* Written task *
Transcribe every one of the rows below character for character, leaving the pictures out of your answer.

* Available data *
— START —
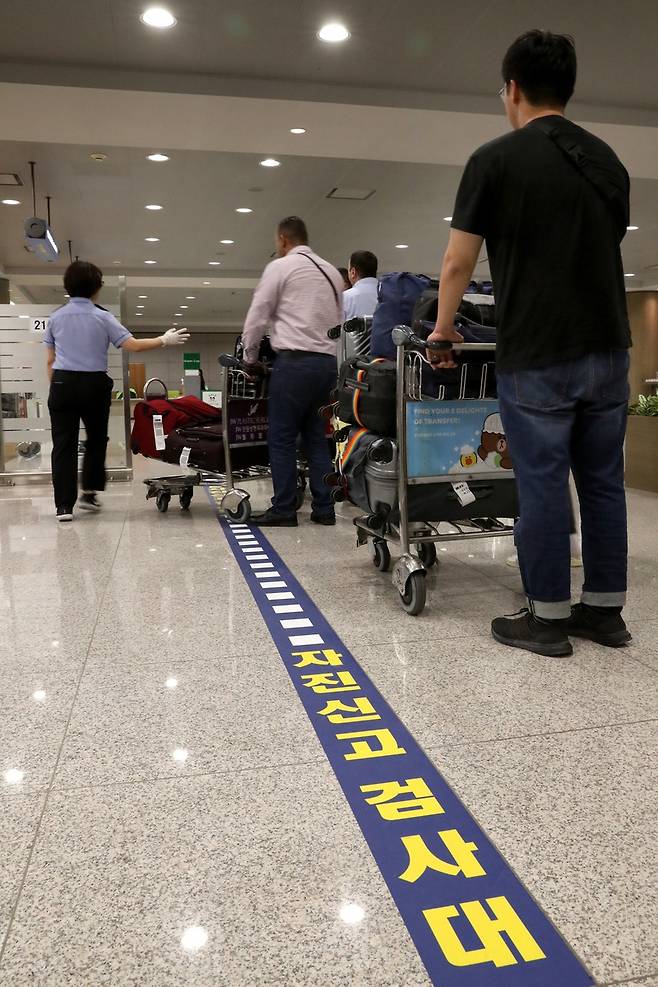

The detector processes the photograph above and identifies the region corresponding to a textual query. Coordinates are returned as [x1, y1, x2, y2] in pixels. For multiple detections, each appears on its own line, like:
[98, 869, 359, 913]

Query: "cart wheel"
[297, 473, 306, 510]
[224, 497, 251, 524]
[372, 541, 391, 572]
[400, 570, 427, 617]
[416, 541, 436, 569]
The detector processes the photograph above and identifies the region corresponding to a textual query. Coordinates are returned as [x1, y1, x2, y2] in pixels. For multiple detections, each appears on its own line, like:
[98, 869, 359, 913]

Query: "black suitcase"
[338, 359, 396, 438]
[162, 424, 269, 473]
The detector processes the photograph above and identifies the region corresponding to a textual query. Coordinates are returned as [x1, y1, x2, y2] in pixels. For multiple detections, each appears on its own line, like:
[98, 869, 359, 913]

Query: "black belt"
[277, 350, 336, 360]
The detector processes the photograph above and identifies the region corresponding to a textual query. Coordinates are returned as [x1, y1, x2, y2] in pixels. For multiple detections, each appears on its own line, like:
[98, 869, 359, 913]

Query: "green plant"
[628, 394, 658, 418]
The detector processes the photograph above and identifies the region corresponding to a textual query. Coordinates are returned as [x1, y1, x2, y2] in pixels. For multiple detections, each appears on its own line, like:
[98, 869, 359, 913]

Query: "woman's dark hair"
[503, 31, 577, 106]
[278, 216, 308, 244]
[350, 250, 377, 278]
[64, 260, 103, 298]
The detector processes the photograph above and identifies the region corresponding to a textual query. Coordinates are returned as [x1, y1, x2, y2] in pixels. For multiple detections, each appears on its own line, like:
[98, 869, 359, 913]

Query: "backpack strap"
[532, 117, 628, 237]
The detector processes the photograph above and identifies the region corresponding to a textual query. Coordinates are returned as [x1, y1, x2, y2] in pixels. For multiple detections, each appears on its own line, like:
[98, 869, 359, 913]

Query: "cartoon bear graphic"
[478, 415, 512, 470]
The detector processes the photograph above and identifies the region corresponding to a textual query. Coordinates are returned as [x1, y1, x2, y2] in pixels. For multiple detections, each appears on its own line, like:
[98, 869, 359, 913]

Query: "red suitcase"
[130, 395, 222, 459]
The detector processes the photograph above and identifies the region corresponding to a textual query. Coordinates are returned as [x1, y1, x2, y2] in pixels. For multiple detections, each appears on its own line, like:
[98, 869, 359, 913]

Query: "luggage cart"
[212, 353, 307, 524]
[144, 354, 307, 523]
[354, 326, 518, 616]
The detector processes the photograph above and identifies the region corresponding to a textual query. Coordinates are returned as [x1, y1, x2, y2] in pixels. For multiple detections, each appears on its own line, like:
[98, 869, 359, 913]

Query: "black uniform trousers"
[48, 370, 112, 510]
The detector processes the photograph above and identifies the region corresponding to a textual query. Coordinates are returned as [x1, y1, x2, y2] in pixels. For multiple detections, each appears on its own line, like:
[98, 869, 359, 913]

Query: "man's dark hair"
[503, 31, 577, 107]
[278, 216, 308, 244]
[64, 260, 103, 298]
[336, 267, 352, 288]
[350, 250, 377, 278]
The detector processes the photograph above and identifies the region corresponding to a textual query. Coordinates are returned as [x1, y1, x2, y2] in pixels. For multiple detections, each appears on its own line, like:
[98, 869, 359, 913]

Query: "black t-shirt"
[452, 116, 631, 372]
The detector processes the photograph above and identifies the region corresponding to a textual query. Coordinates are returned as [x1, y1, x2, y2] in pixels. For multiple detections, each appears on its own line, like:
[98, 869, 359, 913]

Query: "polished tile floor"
[0, 467, 658, 987]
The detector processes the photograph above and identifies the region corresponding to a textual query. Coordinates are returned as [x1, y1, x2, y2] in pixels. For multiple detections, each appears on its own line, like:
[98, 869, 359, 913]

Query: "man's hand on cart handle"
[427, 327, 464, 370]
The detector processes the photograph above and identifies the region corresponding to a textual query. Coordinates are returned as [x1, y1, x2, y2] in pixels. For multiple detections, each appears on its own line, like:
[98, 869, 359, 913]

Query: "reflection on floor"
[0, 469, 658, 987]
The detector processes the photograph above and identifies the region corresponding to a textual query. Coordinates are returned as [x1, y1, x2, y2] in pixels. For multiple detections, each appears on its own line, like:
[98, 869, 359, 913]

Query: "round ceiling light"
[139, 7, 176, 30]
[318, 22, 350, 44]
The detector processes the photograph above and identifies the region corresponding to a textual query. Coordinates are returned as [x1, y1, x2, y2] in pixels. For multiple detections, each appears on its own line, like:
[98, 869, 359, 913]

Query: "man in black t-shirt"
[429, 31, 631, 656]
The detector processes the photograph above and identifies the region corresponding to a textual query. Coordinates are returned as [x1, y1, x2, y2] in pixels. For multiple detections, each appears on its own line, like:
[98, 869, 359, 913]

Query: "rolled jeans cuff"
[528, 599, 572, 620]
[581, 590, 626, 607]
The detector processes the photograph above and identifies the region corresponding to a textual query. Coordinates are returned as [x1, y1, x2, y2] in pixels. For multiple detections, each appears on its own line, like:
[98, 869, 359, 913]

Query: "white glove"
[160, 329, 190, 346]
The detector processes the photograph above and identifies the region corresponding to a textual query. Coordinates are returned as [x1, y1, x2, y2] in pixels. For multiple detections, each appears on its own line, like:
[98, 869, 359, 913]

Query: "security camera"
[24, 216, 59, 262]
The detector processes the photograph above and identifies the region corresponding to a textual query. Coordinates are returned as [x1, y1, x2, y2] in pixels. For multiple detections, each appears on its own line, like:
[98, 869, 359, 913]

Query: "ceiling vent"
[327, 185, 375, 201]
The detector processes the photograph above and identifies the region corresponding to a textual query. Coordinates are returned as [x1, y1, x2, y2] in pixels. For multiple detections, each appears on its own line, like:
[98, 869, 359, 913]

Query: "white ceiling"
[0, 0, 658, 329]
— END —
* Task solution *
The detector processes the photograph above and identifies the region corresponding to a textual query. Coordinates are returned as [x1, y1, x2, y2] in pixels. For multiple detections, each appears on its own line, like:
[98, 869, 359, 913]

Query: "cart wheel"
[297, 473, 306, 510]
[224, 497, 251, 524]
[372, 541, 391, 572]
[400, 570, 427, 617]
[416, 541, 436, 569]
The detector processes the photograph above and identifies the region corresponding to a textual query. Coordinates are returned as [x1, y1, x2, y2] in pixels. For multiple detections, each appears on its own line, like:
[98, 869, 359, 913]

Query: "black suitcase"
[338, 359, 396, 438]
[162, 424, 269, 473]
The detector processes the photograph above and identifies the region corresponding to a textual query. Coordinates are returned as [x1, y1, x2, y2] in pixels. For multiple detections, each appears on its own line, like:
[98, 869, 359, 913]

Query: "black belt"
[277, 350, 336, 360]
The detector processes the photograph above and identifies the region corresponding to a textual query. Coordinates are returned as [x1, y1, x2, y2] in pixels. For multiple detections, each appears on its own line, like:
[98, 869, 359, 913]

Query: "green plant"
[628, 394, 658, 418]
The detector processes the photograph above and identifies the region corresponding to a textual query. Coordinates are returned as [x1, y1, x2, y2] in pixels. For multiple detections, each appears on its own line, like:
[98, 869, 359, 913]

Query: "woman's dark hair"
[503, 31, 577, 106]
[278, 216, 308, 244]
[350, 250, 377, 278]
[64, 260, 103, 298]
The detector processes the photograph above and identifies the region corresponding to a textual query. Coordinates are returned as [x1, y1, x2, y2] in pixels. For multiple detections, each appears on its own line, like:
[98, 869, 359, 913]

Query: "backpack strap"
[532, 117, 628, 237]
The detector processes the photograph above and identifies the region corresponding to a textual query. Coordinates are returned as [x1, y1, x2, y2] in pixels. For multiple detections, each appears on its own line, like:
[98, 869, 359, 913]

Query: "cartoon bear graphic"
[478, 415, 512, 470]
The detector processes the photograph above and identifies the region corresponding to a textual query. Coordinates are returned as [x1, y1, x2, y2] in pixels. For multiple detections, each appears on its own line, like:
[98, 869, 359, 913]

Query: "red suitcase"
[130, 395, 222, 459]
The detector processes the photograph above and identifies the region corresponding to a textual query. Coordinates are returned as [x1, y1, x2, y2] in pixels. For multiple detections, each appears on its own line, like:
[98, 869, 359, 913]

Query: "luggage cart"
[212, 353, 307, 524]
[144, 354, 307, 523]
[354, 326, 518, 616]
The detector processes the photograph above and identifies the region corresponding to a textual query. Coordinates are returned as [x1, y1, x2, y2] in pixels. For multiple detections, each appears on its own line, like:
[98, 869, 359, 913]

Query: "black uniform trousers"
[48, 370, 112, 510]
The detector processes the photograph above and identifies the region corresponding to a textual query. Coordinates are returned as [x1, y1, x2, y2] in pixels. For multiple detections, each appears on its own line, like:
[98, 869, 359, 913]

Query: "man's dark hair"
[503, 31, 577, 107]
[278, 216, 308, 244]
[64, 260, 103, 298]
[336, 267, 352, 288]
[350, 250, 377, 278]
The detector processes the photograph above and identifies the region corresponding to a textual query. Coordinates are returned as [x1, y1, x2, y2] in pixels. For multiple detections, each appears on its own line, like:
[98, 869, 359, 913]

Query: "black t-shirt"
[452, 116, 631, 372]
The detector processes the photograph above and identifies the region corresponding to a textual query. Coordinates are returned as [x1, y1, x2, y2] in pixels. For multiple detections, each appears on its own line, like:
[98, 869, 359, 913]

Query: "polished tile floor"
[0, 467, 658, 987]
The detector processes the photograph above and identifies the region corresponding to a textual query. Coordinates are returned as [x1, y1, x2, y2] in pixels. For multiple detections, each appears on its own line, like:
[98, 869, 359, 913]

Query: "man's hand on cart handle"
[427, 327, 464, 370]
The detector processes the photograph above and identifies the region corresponding to a textual query. Coordinates are returned as [x1, y1, x2, y2] in pixels. For multiple detections, each appears on its own line, like:
[98, 869, 359, 913]

Query: "reflection on floor"
[0, 469, 658, 987]
The detector processes the photograph above and identifies the region corresponding to a textual query. Coordinates are returned as [x1, y1, x2, y2] in pixels. For multiple detections, each appears on its own line, like:
[98, 869, 359, 913]

Query: "round ceiling light"
[139, 7, 176, 30]
[318, 22, 350, 44]
The detector processes the photograph above and identifies the region corresponding to a textual query. Coordinates are returned as [x1, y1, x2, y2] in pixels. For multiple detections, each appears on its own line, like:
[98, 869, 359, 913]

Query: "man in black t-shirt"
[429, 31, 631, 656]
The detector processes the photograph above and identifies the region corresponding to a textual query. Coordinates are returned as [x1, y1, x2, y2] in pixels. For multiple detections, each appears on its own line, like:
[98, 869, 359, 913]

Query: "rolled jeans cuff"
[528, 599, 572, 620]
[581, 590, 626, 607]
The detector processes the photograph above and identifies the region corresponding to a textual query. Coordinates are returned as [x1, y1, x2, y2] in pixels. For multiple detections, each appears on its own line, like:
[98, 869, 359, 913]

Query: "white glove"
[160, 329, 190, 346]
The detector processes the photograph above and identifies the region corresponding to a textual query. Coordinates are returned as [x1, y1, x2, y2] in pixels. For multiple detections, each appears on its own line, like:
[98, 869, 359, 913]

Query: "security camera"
[24, 216, 59, 262]
The detector processes the photograph above and identifies the region corresponding to a textual query. Coordinates are returned as [x1, y1, x2, y2] in pixels. For multiple detections, each appears on its own line, like:
[98, 869, 359, 913]

Query: "ceiling vent"
[327, 185, 375, 201]
The detector processes the photograph above and identifies the region corresponding to a textual query. Coordinates are returned as [x1, y1, x2, y2] in pixels. For multiple detections, each appears on its own line, like:
[98, 869, 359, 913]

Query: "white ceiling"
[0, 0, 658, 329]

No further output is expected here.